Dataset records
────────────────────
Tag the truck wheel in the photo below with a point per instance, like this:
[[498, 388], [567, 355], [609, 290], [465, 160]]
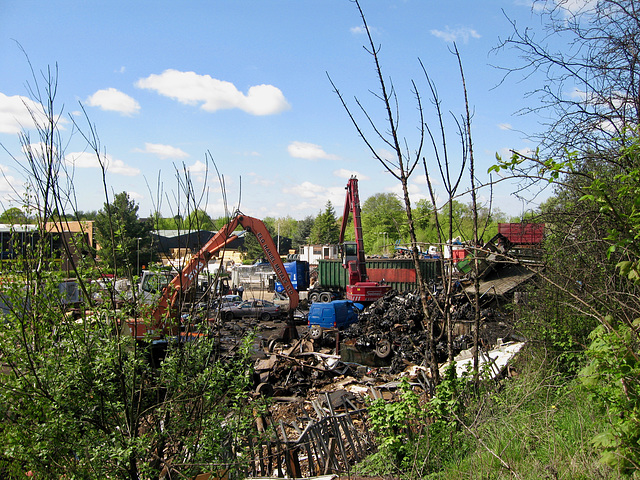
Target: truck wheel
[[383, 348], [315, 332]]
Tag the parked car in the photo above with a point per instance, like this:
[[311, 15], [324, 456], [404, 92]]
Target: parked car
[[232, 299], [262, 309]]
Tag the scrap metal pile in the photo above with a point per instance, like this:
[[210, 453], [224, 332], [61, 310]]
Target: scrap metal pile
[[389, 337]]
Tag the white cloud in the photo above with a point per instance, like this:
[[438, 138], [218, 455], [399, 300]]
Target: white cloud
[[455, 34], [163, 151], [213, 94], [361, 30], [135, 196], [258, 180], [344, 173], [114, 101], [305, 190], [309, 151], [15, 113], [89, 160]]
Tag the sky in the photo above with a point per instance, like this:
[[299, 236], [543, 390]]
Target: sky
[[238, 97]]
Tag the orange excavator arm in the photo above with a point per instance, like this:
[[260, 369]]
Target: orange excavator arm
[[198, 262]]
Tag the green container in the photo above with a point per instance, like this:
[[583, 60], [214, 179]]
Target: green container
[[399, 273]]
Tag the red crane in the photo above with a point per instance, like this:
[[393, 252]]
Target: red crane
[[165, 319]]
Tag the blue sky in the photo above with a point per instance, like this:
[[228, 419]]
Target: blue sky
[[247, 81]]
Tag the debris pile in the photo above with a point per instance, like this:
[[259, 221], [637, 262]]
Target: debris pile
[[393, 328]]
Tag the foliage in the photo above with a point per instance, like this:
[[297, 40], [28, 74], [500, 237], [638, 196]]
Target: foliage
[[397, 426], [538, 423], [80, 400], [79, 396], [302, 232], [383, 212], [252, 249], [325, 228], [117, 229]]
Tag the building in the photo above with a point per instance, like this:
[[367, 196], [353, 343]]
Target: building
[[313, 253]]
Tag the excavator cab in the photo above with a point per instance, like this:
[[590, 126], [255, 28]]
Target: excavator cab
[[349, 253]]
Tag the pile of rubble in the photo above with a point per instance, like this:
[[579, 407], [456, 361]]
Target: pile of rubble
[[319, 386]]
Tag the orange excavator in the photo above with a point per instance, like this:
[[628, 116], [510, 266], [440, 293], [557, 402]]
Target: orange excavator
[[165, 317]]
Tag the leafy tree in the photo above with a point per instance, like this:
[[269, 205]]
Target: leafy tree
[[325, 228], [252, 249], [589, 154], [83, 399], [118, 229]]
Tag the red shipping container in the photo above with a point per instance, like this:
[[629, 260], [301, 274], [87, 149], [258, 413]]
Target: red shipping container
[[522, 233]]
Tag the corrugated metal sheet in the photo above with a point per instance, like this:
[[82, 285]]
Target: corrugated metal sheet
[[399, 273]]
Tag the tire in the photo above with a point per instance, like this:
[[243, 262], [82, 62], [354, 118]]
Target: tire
────────────────────
**TASK DETAILS:**
Express every line of the entries above as a JSON list of strings, one string per line, with blank lines left out. Leave the picture out of the answer.

**TASK OUTPUT:**
[
  "Tag the truck wheel in the photo below with a point per instance, like this:",
  "[[498, 388], [567, 355], [609, 290], [465, 160]]",
  "Target: truck wheel",
  "[[383, 348], [315, 332]]",
  "Tag the parked car in the photo above with a point per instance, like this:",
  "[[311, 15], [324, 456], [404, 92]]",
  "Target: parked car",
  "[[232, 299], [262, 309]]",
  "Tag the scrap metal pile in the photo above with a point per instance, like this:",
  "[[210, 453], [224, 332], [61, 310]]",
  "Target: scrap metal pile",
  "[[389, 337]]",
  "Tag the white cloud in the photo above with a point per instance, like this:",
  "[[438, 138], [218, 455], [399, 300]]",
  "Target: white cloud",
  "[[455, 34], [163, 151], [213, 94], [361, 30], [135, 196], [258, 180], [344, 173], [114, 101], [305, 190], [309, 151], [15, 113], [89, 160]]",
  "Tag the sky in the photo above with a point per instance, like this:",
  "[[299, 236], [543, 390]]",
  "Target: sky",
  "[[238, 97]]",
  "Tag the orange excavator arm in the photo above with a point per instance, like this:",
  "[[260, 369]]",
  "Target: orange excavator arm",
  "[[198, 262]]",
  "Tag the green container in the photo above with a point per instance, like this:",
  "[[583, 60], [214, 179]]",
  "Target: green container",
  "[[399, 273]]",
  "Tag the red crane in the photo above with a point per instance, like this:",
  "[[393, 252]]",
  "Target: red crane",
  "[[165, 319]]",
  "Tag the blue sky in the photo above with a point per instance, like this:",
  "[[228, 419]]",
  "Target: blue sky",
  "[[247, 81]]",
  "Tag the debris pile in the photo above with a point per instance, like this:",
  "[[259, 221], [637, 262]]",
  "Target: debris pile",
  "[[393, 328]]",
  "Tag the foliage in the photo above with a point per instance, like this:",
  "[[297, 40], [28, 74], [500, 237], [638, 196]]",
  "Target: foliage",
  "[[397, 426], [538, 423], [80, 400], [79, 396], [302, 232], [383, 212], [252, 249], [325, 228], [117, 229]]",
  "Tag the building in the photo above with a point per instance, like this:",
  "[[367, 196], [353, 343]]",
  "Target: building",
  "[[313, 253]]",
  "Tag the excavator cab in the photo above with a point per instance, like this:",
  "[[590, 126], [255, 28]]",
  "Target: excavator cab",
  "[[349, 253]]",
  "Tag the pile of rubble in the photo above with a point per instance, like this:",
  "[[579, 407], [456, 361]]",
  "Target: pile of rubble",
  "[[319, 386]]",
  "Tag the orange excavator in the photo above with a point per instance, like this:",
  "[[628, 116], [510, 266], [440, 293], [557, 402]]",
  "Target: orange excavator",
  "[[165, 317]]",
  "Tag the leafy tree in the photo above with a point per instance, like this:",
  "[[269, 205]]",
  "Target: leafy tree",
  "[[325, 228], [252, 249], [589, 154], [83, 399], [118, 229]]",
  "Tag the red shipping container in the photo above with a point per instance, like this:",
  "[[629, 260], [301, 274], [87, 149], [258, 413]]",
  "Target: red shipping container",
  "[[522, 233]]",
  "Tag the corrugated metal sheet in the photo above with a point per instance, like this:",
  "[[82, 285]]",
  "Target: corrugated metal sheet",
  "[[399, 273]]",
  "Tag the tire in the photo above with a point per instance, like this:",
  "[[243, 262], [82, 62], [354, 118]]",
  "Target: tire"
]